**Natural-language object grounding data:**

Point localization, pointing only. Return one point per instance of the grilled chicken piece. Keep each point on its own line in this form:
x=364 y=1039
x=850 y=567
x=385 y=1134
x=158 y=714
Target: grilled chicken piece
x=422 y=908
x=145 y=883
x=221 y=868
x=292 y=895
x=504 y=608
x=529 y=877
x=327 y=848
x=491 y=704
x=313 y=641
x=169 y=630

**Assigned task:** Nothing but the lines from the one with "x=385 y=1134" through the final line of the data belongs in the answer, and they must match exactly.

**Response to this exercise:**
x=385 y=1134
x=158 y=714
Target: grilled chicken piece
x=422 y=908
x=145 y=883
x=221 y=868
x=292 y=895
x=504 y=608
x=529 y=877
x=327 y=848
x=491 y=704
x=313 y=641
x=169 y=630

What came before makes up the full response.